── RECORDS FOR THIS EXERCISE ──

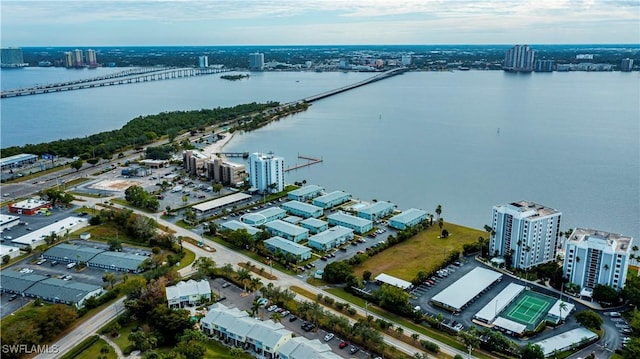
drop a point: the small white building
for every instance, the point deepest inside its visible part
(330, 238)
(188, 293)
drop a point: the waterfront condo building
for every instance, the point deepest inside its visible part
(193, 162)
(92, 59)
(12, 57)
(519, 58)
(526, 231)
(595, 257)
(256, 61)
(266, 172)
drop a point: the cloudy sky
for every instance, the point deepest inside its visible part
(317, 22)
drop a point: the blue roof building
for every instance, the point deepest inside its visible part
(278, 244)
(287, 230)
(314, 225)
(407, 218)
(332, 199)
(376, 210)
(359, 225)
(305, 193)
(330, 238)
(261, 217)
(236, 225)
(302, 209)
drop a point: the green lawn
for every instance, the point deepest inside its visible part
(423, 252)
(94, 351)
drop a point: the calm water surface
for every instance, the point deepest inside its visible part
(465, 140)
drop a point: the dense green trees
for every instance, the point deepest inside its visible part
(139, 131)
(337, 272)
(532, 351)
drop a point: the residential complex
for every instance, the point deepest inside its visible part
(519, 58)
(595, 257)
(266, 172)
(256, 61)
(525, 231)
(12, 57)
(188, 293)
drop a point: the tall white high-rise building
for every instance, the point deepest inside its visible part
(77, 58)
(519, 58)
(595, 257)
(256, 61)
(266, 172)
(203, 62)
(526, 231)
(92, 59)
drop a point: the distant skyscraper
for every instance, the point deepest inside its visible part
(519, 59)
(526, 231)
(626, 65)
(68, 59)
(544, 65)
(266, 172)
(256, 61)
(77, 58)
(596, 257)
(92, 60)
(12, 57)
(203, 62)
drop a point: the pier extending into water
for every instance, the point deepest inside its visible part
(120, 78)
(310, 161)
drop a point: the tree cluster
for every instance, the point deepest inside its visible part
(138, 197)
(35, 329)
(139, 131)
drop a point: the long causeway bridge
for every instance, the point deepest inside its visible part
(380, 76)
(120, 78)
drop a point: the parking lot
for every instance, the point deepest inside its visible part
(234, 299)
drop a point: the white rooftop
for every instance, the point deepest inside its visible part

───

--- STATED EXERCISE ---
Rewrite the lines of the listing from the one containing "drop a point: the pier extending into water" through the end of the listing, inclusive, switching "parking lot" to "car park" and leaving everything else unchanged.

--- ANSWER TO THIS PROBLEM ---
drop a point: the pier extending into water
for every instance, the point deepest inside its visible part
(120, 78)
(310, 161)
drop a point: the tree cluster
for every instance, the point deepest inside its visible part
(138, 197)
(35, 329)
(139, 131)
drop a point: the long causeway bridge
for every instance, the point deepest inside its visible part
(380, 76)
(120, 78)
drop a point: the car park
for every instance, the point deepest inside its visible part
(234, 299)
drop a point: the white rooftop
for every instance, the point deepest inside its visible part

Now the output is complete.